Return all of the entries word for word, but omit the pictures they contain.

Pointing records:
## Start
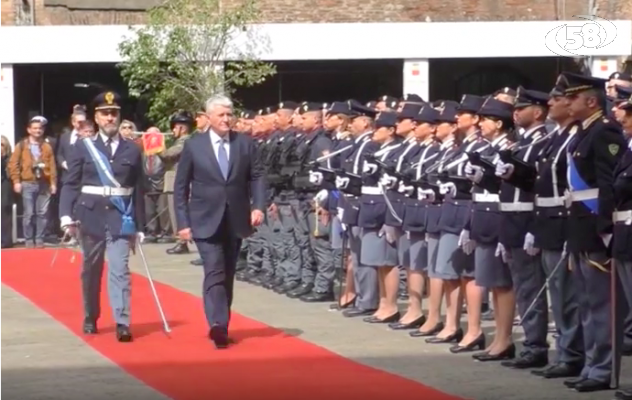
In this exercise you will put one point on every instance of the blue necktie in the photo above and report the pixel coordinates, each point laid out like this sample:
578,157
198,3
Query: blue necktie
222,159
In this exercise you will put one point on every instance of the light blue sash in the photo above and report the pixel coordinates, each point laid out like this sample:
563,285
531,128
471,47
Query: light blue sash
128,227
577,183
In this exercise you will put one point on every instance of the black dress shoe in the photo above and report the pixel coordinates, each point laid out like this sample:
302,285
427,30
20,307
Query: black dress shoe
301,291
623,394
591,385
375,320
123,334
432,332
455,337
272,283
416,324
339,307
219,336
508,353
318,297
571,383
527,360
180,248
356,312
560,370
476,344
90,327
286,287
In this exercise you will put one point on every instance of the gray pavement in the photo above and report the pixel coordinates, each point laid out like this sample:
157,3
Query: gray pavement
42,360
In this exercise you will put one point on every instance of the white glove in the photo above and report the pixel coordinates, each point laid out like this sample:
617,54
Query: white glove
504,170
465,243
529,247
369,168
426,194
473,172
388,181
321,196
406,190
315,178
342,182
448,189
502,252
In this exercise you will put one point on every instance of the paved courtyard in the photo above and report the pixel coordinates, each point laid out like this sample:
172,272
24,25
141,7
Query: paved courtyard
42,360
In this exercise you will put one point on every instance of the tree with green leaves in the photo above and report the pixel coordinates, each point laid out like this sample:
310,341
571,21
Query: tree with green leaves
190,50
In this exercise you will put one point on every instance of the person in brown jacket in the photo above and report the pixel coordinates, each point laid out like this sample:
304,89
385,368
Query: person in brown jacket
34,175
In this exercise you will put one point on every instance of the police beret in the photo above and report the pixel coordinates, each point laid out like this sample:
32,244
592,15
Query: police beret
506,90
409,111
338,107
412,98
386,119
496,109
359,109
576,83
622,76
427,114
470,103
107,101
526,98
288,105
447,112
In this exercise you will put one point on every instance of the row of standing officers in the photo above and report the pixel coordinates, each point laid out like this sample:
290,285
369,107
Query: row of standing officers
510,193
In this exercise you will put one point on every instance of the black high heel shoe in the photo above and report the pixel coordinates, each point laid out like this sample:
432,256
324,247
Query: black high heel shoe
507,354
476,344
455,337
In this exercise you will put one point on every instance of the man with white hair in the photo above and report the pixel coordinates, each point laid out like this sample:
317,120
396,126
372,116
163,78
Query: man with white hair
213,206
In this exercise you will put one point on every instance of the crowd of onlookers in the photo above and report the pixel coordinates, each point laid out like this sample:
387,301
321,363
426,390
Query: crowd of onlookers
33,172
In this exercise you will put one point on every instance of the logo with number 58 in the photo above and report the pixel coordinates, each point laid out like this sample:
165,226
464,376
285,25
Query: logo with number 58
579,39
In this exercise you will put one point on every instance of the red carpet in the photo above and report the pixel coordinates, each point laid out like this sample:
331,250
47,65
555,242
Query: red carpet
265,362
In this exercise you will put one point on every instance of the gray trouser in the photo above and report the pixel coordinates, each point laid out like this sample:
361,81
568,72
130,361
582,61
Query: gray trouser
565,305
321,249
594,307
307,265
364,277
94,250
35,200
528,278
157,214
286,249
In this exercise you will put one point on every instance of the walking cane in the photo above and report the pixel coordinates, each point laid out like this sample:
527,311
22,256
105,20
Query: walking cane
165,324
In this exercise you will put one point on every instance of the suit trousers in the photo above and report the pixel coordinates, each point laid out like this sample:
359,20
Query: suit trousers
219,256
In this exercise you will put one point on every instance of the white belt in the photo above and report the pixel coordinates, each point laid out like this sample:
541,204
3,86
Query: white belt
550,201
518,206
622,216
376,190
107,191
583,195
485,198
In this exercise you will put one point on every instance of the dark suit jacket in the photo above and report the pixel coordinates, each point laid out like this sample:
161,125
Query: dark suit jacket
95,212
202,195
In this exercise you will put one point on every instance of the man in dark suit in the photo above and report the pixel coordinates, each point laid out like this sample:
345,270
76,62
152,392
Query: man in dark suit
103,193
218,174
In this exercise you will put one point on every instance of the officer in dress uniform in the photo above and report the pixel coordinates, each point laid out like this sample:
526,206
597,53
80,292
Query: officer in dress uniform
516,236
593,155
413,249
550,231
102,201
349,181
482,235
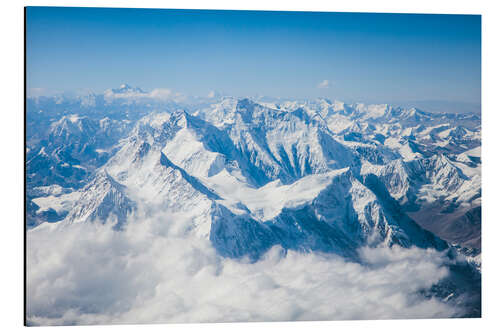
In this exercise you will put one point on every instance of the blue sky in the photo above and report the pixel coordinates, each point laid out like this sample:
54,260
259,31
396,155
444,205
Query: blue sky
348,56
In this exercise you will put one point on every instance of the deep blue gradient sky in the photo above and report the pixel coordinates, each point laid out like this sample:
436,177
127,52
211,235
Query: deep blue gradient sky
365,57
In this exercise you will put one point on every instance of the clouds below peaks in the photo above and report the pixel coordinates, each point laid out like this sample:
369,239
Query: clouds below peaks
157,272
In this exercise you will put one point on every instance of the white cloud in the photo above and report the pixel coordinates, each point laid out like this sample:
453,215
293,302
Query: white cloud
155,272
324,84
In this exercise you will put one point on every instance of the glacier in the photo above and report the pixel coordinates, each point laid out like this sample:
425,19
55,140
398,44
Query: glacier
247,177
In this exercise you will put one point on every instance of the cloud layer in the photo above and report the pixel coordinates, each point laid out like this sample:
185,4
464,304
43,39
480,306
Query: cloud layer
324,84
156,272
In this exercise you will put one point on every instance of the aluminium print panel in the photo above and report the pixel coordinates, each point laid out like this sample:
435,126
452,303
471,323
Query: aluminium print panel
256,166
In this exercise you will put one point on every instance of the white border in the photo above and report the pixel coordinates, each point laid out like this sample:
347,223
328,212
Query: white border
11,108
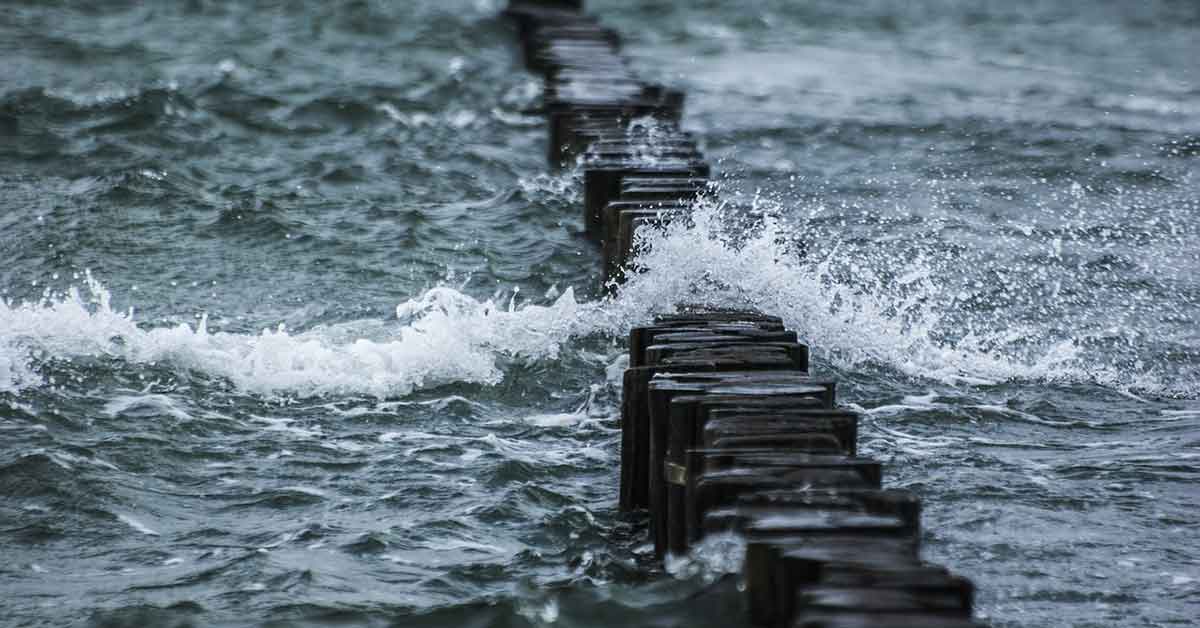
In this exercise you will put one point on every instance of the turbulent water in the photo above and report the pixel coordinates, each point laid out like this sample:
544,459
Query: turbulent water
297,330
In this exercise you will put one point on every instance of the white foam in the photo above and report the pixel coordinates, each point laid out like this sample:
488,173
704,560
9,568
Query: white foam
137,525
445,335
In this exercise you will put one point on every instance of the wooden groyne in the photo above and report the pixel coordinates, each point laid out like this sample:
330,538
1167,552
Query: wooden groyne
724,429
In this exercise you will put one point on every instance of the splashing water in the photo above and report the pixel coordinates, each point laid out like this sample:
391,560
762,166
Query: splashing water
857,306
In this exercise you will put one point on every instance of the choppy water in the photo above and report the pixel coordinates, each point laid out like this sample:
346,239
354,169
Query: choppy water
297,329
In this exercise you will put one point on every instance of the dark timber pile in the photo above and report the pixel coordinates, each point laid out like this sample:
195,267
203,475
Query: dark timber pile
724,429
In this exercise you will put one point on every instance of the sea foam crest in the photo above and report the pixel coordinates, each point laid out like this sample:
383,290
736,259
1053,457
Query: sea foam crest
444,336
897,322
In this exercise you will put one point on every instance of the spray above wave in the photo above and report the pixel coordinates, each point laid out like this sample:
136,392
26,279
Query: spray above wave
909,303
445,336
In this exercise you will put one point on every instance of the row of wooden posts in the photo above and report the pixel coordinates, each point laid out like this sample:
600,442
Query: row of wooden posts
724,430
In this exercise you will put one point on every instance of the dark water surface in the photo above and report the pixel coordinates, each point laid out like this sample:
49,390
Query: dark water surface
297,330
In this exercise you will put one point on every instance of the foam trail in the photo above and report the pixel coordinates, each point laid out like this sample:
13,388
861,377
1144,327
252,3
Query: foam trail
850,312
444,336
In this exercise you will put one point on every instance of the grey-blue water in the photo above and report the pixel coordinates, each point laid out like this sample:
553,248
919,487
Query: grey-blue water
298,330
## End
Reply to the exercise
In this exercise you will put one point on every instance of the blue necktie in the photo above and report the pixel coordinates, each point laid out like this sample:
578,157
198,3
Query: blue necktie
222,159
In this exercise you will put one point on every instance of the light blue sash in the photo above and report the pixel coordinates, each point laid out like this sample:
563,285
531,128
471,47
Query: light blue sash
128,227
577,183
In this exercise you will put one point on every instance of the black dress shoe in the photo above and report the pixel coordinates, each point laid out like this sample:
302,285
427,30
20,307
Query: black dress shoe
301,291
623,394
591,385
375,320
123,334
432,332
455,337
272,283
416,324
339,307
219,336
508,353
318,297
571,383
527,360
180,248
356,312
560,370
476,344
90,327
286,287
In this exercise you will put one point on every instance of the gray pavement in the photo above and report the pixel coordinates, each point laid out like this sample:
157,3
Query: gray pavement
42,360
In this exercise you will put one point on every instance of the white glove in the photo above and report the pixel coordinates, each point laid out like this sample:
617,54
Query: white glove
504,170
465,243
529,247
369,168
426,194
473,172
388,181
321,196
406,190
315,178
342,182
448,189
502,252
In this exercise you will put one point on every instance of the paved courtyard in the photo above and report the pixel coordinates, each point laid out like this sample:
172,272
24,25
141,7
Query: paved courtyard
42,360
In this exercise you will put one point on every instance of the tree with green leaves in the photo above and report the pixel coordinates, each point laid out like this sample:
310,341
571,21
Query: tree with green leaves
190,50
In this exercise you will put one point on every instance of the person in brown jacket in the photo above and report the pixel coordinates, each point laid out like this sample:
304,89
385,368
Query: person in brown jacket
34,175
In this exercise you will put one point on every instance of the police beret in the photo above and report the pixel coordinates, each point laid out like this sample:
32,244
592,15
Query: police beret
506,90
409,111
338,107
412,98
386,119
496,109
359,109
576,83
622,76
427,114
470,103
107,101
526,98
288,105
447,112
In this exercise you will put one point on every instance of the row of standing officers in the photo above and report the pixel coordinates, each point laid out like this sample:
290,285
369,107
Query: row of standing officers
510,193
In this exercise you will put one point on every instance of the black high heel shoe in the photo above and report the pixel coordinates, each point laid out like this sample:
432,256
324,247
Query: black high heel shoe
507,354
476,344
455,337
In this exercise you will put one point on every instance of the man with white hair in the photo above and report the pixel coordinates, each point laid out like this sample:
317,120
396,126
372,116
163,78
Query: man with white hair
213,206
In this exercise you will put one point on every instance of the crowd of onlookers in the photo above and report the pixel coordinates, each point laid out like this sample:
387,301
321,363
426,390
Query: crowd of onlookers
33,172
In this exercise you will put one point on every instance of the logo with number 58 in the photo above and report the pixel coordinates, each point laid out like this sample:
165,226
464,376
285,25
Query: logo with number 58
579,39
In this exercise you will put one point on every instance of the red carpet in the photo above and report the pixel coordinates, each point laid out like this sample:
331,250
47,65
555,242
Query: red carpet
265,362
In this exercise you will put one point on every instance of the gray trouser in the photo above and report the pixel coordinates, each point laid out like this sample:
361,81
568,72
130,361
582,61
Query: gray trouser
565,305
321,249
594,307
307,265
364,277
94,250
35,200
528,278
157,214
286,249
In this exercise you will put one point on every instance of the walking cane in the photo above and report the pixel coordinates, each point laid out like this sample:
527,311
22,256
105,20
Query: walking cane
165,324
In this exercise you will put one point on every instance of the suit trousers in the photo above and report the pixel coordinates, each point laid out like this sample:
359,20
Query: suit trousers
219,256
In this exercise you will put one point on every instance of the white belt in the photo above and report the pixel coordinates, each point laid out like this sample:
541,204
3,86
Query: white belt
550,201
518,206
622,216
376,190
107,191
583,195
485,198
In this exercise you will put one point on every instance of the dark suit jacket in the photo above and report the pixel coordinates, each point laid out like this sample:
161,125
Query: dark suit jacket
95,212
202,195
In this exercise you will put one point on every instance of the man in dark suit in the photo above and report the pixel coordinates, each point laid out like this sample:
345,270
76,62
152,392
Query: man in dark suit
103,193
218,174
In this exercise you will put one point on every instance of the officer in dress uniform in the photo above and report the pixel coordinates, each point laid out like this sample:
526,206
597,53
80,292
Query: officer in dress uniform
516,236
593,155
413,249
550,231
102,201
349,181
482,235
In this exercise you will put one point on every instance of the blue sky in the photo above and report the pixel coordinates, each point laid out like this sample:
54,260
259,31
396,155
444,205
Query: blue sky
348,56
In this exercise you will put one point on every instance of the deep blue gradient sky in the photo above and report the pixel coordinates, each point laid out like this sample:
436,177
127,52
211,235
Query: deep blue gradient sky
365,57
In this exercise you will put one point on every instance of the clouds below peaks in the photo above and report the pixel coordinates, each point laid out like this sample:
369,239
Query: clouds below peaks
157,272
In this exercise you will put one point on every instance of the white cloud in the photo above and report the pixel coordinates, each point laid out like this sample:
453,215
293,302
Query: white cloud
155,272
324,84
In this exercise you will put one point on every instance of the glacier in the photo above and report the pixel coordinates, each point laid out like this sample:
425,19
55,140
398,44
Query: glacier
247,177
In this exercise you will put one point on every instance of the cloud layer in the photo above and report the pixel coordinates, each point laid out like this sample:
185,4
464,304
43,39
480,306
Query: cloud layer
324,84
156,272
In this exercise you will put one point on every instance of the aluminium print panel in the photo above and report the pixel coordinates, each point laid out like this sample:
435,126
452,303
471,323
Query: aluminium print panel
256,166
In this exercise you will put one point on every instance of the white border in the photo above and report the pixel coordinates, each point laid out like this sample:
347,223
328,212
Query: white border
11,108
In this exercise you will put one point on every instance of the turbulent water in the photo above and report the pixel coordinates, each point laid out like this sample:
544,459
Query: turbulent water
297,330
In this exercise you will put one point on every instance of the white foam in the photo above and report the pixel coordinates, each point laid out like this sample:
488,173
704,560
9,568
Query: white foam
137,525
445,335
In this exercise you will put one point on every instance of the wooden groyne in the photo above and report the pixel coordinates, each point laid out like this sample:
330,538
1167,552
Query: wooden groyne
724,429
In this exercise you will put one point on every instance of the splashing water in the photo above and report the pixel coordinates, each point laid out like this sample:
391,560
762,166
Query: splashing water
857,306
In this exercise you will put one point on every instance of the choppy water in the photo above and report the pixel coordinates, each point laid out like this sample:
346,239
354,169
Query: choppy water
297,329
In this exercise you will put one point on every instance of the dark timber pile in the photo above and report the pixel coordinates, each point laid out like this sample:
195,267
203,475
Query: dark timber pile
724,429
In this exercise you will put one point on every instance of the sea foam crest in the photo above and report the pixel coordinates, each point laid out like this sample:
383,290
736,259
1053,457
Query: sea foam crest
444,336
897,322
In this exercise you will put one point on every instance of the spray above wave in the photo above and report the pixel coordinates, each point laid out like this sample:
136,392
26,279
Query: spray above wave
909,303
445,336
In this exercise you will put one point on every instance of the row of wooden posts in the photo above and report the pixel coordinates, each point laid out like this sample:
600,442
Query: row of wooden posts
724,430
In this exercise you will put one point on every instance of the dark water surface in the photo above and report the pixel coordinates, each point laid out like this sample:
49,390
Query: dark water surface
297,330
In this exercise you will put one point on every instance of the foam trail in the photo above and report the pixel coordinates, each point laid out like this sample:
13,388
861,377
1144,327
252,3
Query: foam trail
850,312
444,336
In this exercise you will put one point on every instance of the grey-blue water in the photo above and report the pixel coordinates, each point laid out like this sample:
553,248
919,487
Query: grey-blue water
298,330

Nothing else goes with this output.